*** EXCERPTED DATA Section Begins ***

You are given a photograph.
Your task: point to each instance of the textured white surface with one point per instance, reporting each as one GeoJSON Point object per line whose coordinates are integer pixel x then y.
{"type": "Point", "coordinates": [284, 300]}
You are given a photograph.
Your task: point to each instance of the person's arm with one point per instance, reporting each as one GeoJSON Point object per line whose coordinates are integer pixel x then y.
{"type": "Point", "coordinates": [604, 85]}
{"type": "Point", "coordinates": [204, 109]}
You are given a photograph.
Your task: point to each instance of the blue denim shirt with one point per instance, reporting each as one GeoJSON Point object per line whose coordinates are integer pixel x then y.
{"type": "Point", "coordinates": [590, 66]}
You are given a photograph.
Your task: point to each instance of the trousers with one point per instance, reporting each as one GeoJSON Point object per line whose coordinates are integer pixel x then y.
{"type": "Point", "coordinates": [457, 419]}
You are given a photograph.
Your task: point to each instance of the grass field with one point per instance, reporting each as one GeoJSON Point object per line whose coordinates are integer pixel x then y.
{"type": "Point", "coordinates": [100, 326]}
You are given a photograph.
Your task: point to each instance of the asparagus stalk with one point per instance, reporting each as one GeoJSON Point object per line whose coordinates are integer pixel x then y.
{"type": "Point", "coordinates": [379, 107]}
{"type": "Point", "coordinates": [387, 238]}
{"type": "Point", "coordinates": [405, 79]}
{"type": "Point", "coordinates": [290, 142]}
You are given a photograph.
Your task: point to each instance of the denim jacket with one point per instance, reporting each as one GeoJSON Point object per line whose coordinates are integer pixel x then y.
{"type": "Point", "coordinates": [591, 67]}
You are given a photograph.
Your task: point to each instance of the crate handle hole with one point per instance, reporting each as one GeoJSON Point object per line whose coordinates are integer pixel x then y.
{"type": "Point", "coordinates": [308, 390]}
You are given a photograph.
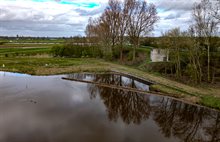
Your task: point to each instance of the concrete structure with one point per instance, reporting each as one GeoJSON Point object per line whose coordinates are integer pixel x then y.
{"type": "Point", "coordinates": [159, 55]}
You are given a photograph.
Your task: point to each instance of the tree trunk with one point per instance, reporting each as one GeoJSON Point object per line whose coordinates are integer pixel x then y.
{"type": "Point", "coordinates": [121, 54]}
{"type": "Point", "coordinates": [134, 53]}
{"type": "Point", "coordinates": [208, 67]}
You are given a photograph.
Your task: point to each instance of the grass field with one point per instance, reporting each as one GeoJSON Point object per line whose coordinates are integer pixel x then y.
{"type": "Point", "coordinates": [25, 60]}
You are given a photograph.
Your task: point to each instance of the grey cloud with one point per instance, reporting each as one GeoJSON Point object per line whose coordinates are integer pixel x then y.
{"type": "Point", "coordinates": [173, 16]}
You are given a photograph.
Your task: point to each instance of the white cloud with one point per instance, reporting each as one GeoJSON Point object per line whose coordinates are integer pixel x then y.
{"type": "Point", "coordinates": [52, 18]}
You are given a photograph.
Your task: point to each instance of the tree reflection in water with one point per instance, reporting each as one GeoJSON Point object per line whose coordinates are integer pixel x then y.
{"type": "Point", "coordinates": [131, 107]}
{"type": "Point", "coordinates": [187, 122]}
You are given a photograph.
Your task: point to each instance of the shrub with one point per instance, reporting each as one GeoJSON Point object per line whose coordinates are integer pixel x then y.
{"type": "Point", "coordinates": [77, 51]}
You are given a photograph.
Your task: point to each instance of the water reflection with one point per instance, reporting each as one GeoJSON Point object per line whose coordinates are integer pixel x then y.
{"type": "Point", "coordinates": [176, 119]}
{"type": "Point", "coordinates": [131, 107]}
{"type": "Point", "coordinates": [67, 111]}
{"type": "Point", "coordinates": [113, 79]}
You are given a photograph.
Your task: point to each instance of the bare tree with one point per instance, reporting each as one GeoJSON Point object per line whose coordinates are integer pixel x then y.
{"type": "Point", "coordinates": [206, 26]}
{"type": "Point", "coordinates": [141, 21]}
{"type": "Point", "coordinates": [124, 15]}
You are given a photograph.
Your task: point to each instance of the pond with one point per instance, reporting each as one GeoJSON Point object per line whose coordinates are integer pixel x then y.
{"type": "Point", "coordinates": [51, 109]}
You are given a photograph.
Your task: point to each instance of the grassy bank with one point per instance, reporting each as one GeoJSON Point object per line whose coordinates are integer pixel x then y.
{"type": "Point", "coordinates": [47, 66]}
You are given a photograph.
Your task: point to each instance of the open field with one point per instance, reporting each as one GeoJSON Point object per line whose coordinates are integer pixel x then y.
{"type": "Point", "coordinates": [49, 66]}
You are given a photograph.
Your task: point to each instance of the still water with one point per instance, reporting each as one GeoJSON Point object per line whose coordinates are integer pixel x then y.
{"type": "Point", "coordinates": [49, 109]}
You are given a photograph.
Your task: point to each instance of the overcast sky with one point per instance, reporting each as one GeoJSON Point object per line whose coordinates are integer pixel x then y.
{"type": "Point", "coordinates": [58, 18]}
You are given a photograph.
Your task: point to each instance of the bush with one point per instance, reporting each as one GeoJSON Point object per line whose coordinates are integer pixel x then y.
{"type": "Point", "coordinates": [77, 51]}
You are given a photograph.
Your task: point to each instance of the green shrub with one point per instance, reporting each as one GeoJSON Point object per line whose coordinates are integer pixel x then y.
{"type": "Point", "coordinates": [77, 51]}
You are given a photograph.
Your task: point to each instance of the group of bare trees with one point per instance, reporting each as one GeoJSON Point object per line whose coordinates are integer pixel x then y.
{"type": "Point", "coordinates": [199, 42]}
{"type": "Point", "coordinates": [128, 18]}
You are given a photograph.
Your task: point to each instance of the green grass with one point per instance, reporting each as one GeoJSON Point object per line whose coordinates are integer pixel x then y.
{"type": "Point", "coordinates": [23, 51]}
{"type": "Point", "coordinates": [16, 62]}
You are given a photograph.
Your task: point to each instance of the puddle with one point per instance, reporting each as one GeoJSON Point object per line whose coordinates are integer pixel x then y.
{"type": "Point", "coordinates": [49, 109]}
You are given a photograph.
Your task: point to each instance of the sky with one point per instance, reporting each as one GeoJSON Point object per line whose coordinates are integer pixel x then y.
{"type": "Point", "coordinates": [65, 18]}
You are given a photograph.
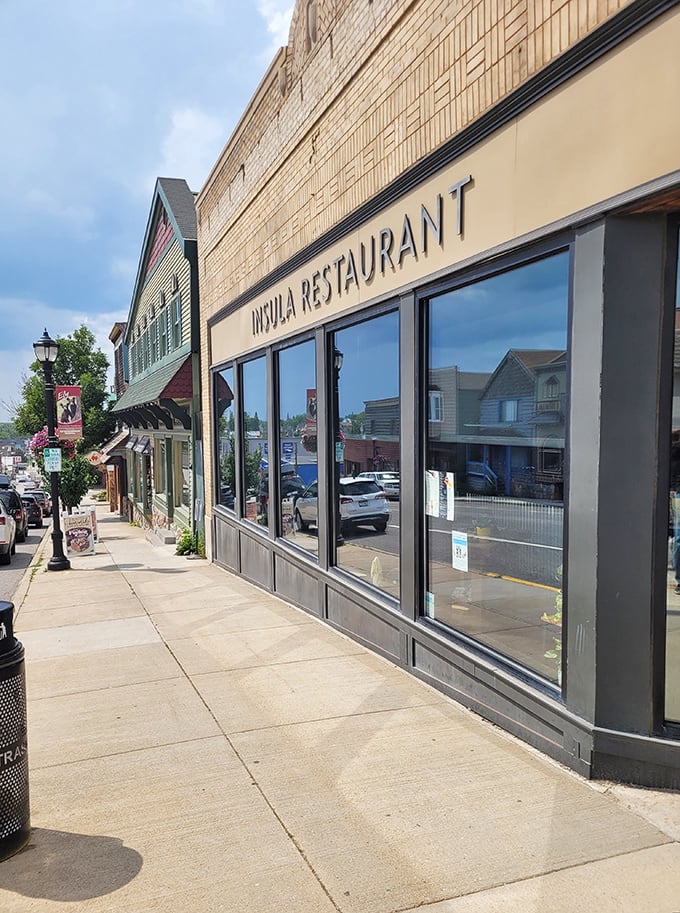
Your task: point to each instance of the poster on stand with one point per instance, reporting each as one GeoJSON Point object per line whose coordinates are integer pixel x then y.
{"type": "Point", "coordinates": [78, 534]}
{"type": "Point", "coordinates": [69, 415]}
{"type": "Point", "coordinates": [440, 494]}
{"type": "Point", "coordinates": [459, 543]}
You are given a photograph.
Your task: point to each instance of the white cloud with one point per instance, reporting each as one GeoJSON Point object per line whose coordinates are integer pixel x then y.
{"type": "Point", "coordinates": [277, 15]}
{"type": "Point", "coordinates": [190, 147]}
{"type": "Point", "coordinates": [124, 268]}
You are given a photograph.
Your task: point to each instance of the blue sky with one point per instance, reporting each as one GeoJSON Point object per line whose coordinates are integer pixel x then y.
{"type": "Point", "coordinates": [97, 99]}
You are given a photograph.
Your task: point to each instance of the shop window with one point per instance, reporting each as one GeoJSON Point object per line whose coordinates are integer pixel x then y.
{"type": "Point", "coordinates": [672, 689]}
{"type": "Point", "coordinates": [160, 460]}
{"type": "Point", "coordinates": [176, 312]}
{"type": "Point", "coordinates": [225, 457]}
{"type": "Point", "coordinates": [163, 331]}
{"type": "Point", "coordinates": [493, 487]}
{"type": "Point", "coordinates": [254, 443]}
{"type": "Point", "coordinates": [435, 411]}
{"type": "Point", "coordinates": [552, 388]}
{"type": "Point", "coordinates": [154, 341]}
{"type": "Point", "coordinates": [183, 463]}
{"type": "Point", "coordinates": [145, 350]}
{"type": "Point", "coordinates": [509, 410]}
{"type": "Point", "coordinates": [297, 441]}
{"type": "Point", "coordinates": [366, 375]}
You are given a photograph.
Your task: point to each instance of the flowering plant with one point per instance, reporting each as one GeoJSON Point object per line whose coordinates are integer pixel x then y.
{"type": "Point", "coordinates": [41, 440]}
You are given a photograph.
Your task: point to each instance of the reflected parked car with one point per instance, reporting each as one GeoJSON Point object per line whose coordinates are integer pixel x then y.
{"type": "Point", "coordinates": [15, 507]}
{"type": "Point", "coordinates": [8, 534]}
{"type": "Point", "coordinates": [362, 503]}
{"type": "Point", "coordinates": [33, 510]}
{"type": "Point", "coordinates": [388, 481]}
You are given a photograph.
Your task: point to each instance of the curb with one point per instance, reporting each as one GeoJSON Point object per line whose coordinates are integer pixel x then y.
{"type": "Point", "coordinates": [19, 595]}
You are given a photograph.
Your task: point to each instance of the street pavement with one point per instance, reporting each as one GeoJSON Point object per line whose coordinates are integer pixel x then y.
{"type": "Point", "coordinates": [198, 745]}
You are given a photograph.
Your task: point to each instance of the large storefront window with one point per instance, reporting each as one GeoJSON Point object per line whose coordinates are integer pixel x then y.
{"type": "Point", "coordinates": [366, 365]}
{"type": "Point", "coordinates": [673, 598]}
{"type": "Point", "coordinates": [494, 471]}
{"type": "Point", "coordinates": [224, 423]}
{"type": "Point", "coordinates": [254, 445]}
{"type": "Point", "coordinates": [184, 493]}
{"type": "Point", "coordinates": [297, 440]}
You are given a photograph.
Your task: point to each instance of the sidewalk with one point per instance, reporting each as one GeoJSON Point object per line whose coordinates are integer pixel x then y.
{"type": "Point", "coordinates": [197, 745]}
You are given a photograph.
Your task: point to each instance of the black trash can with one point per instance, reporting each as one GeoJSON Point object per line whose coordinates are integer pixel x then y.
{"type": "Point", "coordinates": [15, 817]}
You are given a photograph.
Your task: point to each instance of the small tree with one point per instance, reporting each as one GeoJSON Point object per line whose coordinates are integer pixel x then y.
{"type": "Point", "coordinates": [77, 476]}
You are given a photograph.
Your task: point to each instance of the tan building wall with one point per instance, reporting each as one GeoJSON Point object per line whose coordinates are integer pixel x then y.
{"type": "Point", "coordinates": [348, 107]}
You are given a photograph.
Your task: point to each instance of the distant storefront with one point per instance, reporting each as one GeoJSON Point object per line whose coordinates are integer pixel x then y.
{"type": "Point", "coordinates": [449, 255]}
{"type": "Point", "coordinates": [163, 455]}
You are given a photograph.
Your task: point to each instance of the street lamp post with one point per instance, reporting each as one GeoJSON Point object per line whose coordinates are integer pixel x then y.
{"type": "Point", "coordinates": [337, 365]}
{"type": "Point", "coordinates": [46, 351]}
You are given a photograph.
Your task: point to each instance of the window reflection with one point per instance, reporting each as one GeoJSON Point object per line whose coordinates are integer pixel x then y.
{"type": "Point", "coordinates": [297, 440]}
{"type": "Point", "coordinates": [254, 441]}
{"type": "Point", "coordinates": [494, 480]}
{"type": "Point", "coordinates": [367, 450]}
{"type": "Point", "coordinates": [224, 421]}
{"type": "Point", "coordinates": [673, 599]}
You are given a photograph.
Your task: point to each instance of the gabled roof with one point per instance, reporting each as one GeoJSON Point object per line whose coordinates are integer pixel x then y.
{"type": "Point", "coordinates": [173, 196]}
{"type": "Point", "coordinates": [529, 360]}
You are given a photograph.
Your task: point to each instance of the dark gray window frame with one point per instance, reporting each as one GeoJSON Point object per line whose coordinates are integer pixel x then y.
{"type": "Point", "coordinates": [514, 259]}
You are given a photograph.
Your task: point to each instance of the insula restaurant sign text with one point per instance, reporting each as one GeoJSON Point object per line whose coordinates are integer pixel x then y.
{"type": "Point", "coordinates": [387, 250]}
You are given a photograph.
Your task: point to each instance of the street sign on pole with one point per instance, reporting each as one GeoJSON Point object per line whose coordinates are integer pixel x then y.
{"type": "Point", "coordinates": [52, 459]}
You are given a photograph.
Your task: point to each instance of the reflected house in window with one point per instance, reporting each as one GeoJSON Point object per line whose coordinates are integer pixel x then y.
{"type": "Point", "coordinates": [378, 446]}
{"type": "Point", "coordinates": [520, 434]}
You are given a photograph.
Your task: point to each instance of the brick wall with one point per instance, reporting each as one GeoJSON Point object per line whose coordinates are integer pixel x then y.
{"type": "Point", "coordinates": [337, 119]}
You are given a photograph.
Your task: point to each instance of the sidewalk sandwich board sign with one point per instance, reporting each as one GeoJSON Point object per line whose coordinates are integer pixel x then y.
{"type": "Point", "coordinates": [78, 534]}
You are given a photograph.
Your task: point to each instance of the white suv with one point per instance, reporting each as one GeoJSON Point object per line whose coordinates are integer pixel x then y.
{"type": "Point", "coordinates": [362, 503]}
{"type": "Point", "coordinates": [388, 481]}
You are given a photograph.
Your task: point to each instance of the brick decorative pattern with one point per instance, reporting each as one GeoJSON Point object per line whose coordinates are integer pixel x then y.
{"type": "Point", "coordinates": [336, 119]}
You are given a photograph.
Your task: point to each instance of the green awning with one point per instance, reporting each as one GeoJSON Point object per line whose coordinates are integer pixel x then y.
{"type": "Point", "coordinates": [149, 389]}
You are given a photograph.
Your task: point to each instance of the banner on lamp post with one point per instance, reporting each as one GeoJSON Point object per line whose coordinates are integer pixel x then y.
{"type": "Point", "coordinates": [69, 415]}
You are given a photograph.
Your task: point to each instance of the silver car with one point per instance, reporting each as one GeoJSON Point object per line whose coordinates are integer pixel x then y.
{"type": "Point", "coordinates": [362, 503]}
{"type": "Point", "coordinates": [388, 481]}
{"type": "Point", "coordinates": [8, 535]}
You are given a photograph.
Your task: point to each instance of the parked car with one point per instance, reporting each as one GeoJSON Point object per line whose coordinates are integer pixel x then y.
{"type": "Point", "coordinates": [12, 502]}
{"type": "Point", "coordinates": [45, 501]}
{"type": "Point", "coordinates": [292, 486]}
{"type": "Point", "coordinates": [388, 481]}
{"type": "Point", "coordinates": [362, 503]}
{"type": "Point", "coordinates": [8, 534]}
{"type": "Point", "coordinates": [33, 510]}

*** EXCERPTED DATA Section Ends ***

Set out exactly the lines from the one bearing "Your task: point to each instance of the banner" through the end of the data, including both ends and omitting all others.

### [TASK RESPONSE]
Your task: point to each instance of the banner on lamp post with one point per instance, reporting each as one GeoJSON Point object per line whose coordinates are integer pixel x then y.
{"type": "Point", "coordinates": [69, 415]}
You are given a photograph.
Your task: point to each instance of the silver car with one point per instance, reporting each as one GeoJSON Point object per line whose coordinates are integer pixel x then y.
{"type": "Point", "coordinates": [362, 503]}
{"type": "Point", "coordinates": [388, 481]}
{"type": "Point", "coordinates": [8, 535]}
You are given a photograph.
Your task: point to each instance of the parked car with one point per instance, reporting each as one GeoJSON Point object per line whose coordinates are integer pixel x then y.
{"type": "Point", "coordinates": [12, 502]}
{"type": "Point", "coordinates": [45, 501]}
{"type": "Point", "coordinates": [292, 486]}
{"type": "Point", "coordinates": [388, 481]}
{"type": "Point", "coordinates": [362, 503]}
{"type": "Point", "coordinates": [8, 534]}
{"type": "Point", "coordinates": [33, 510]}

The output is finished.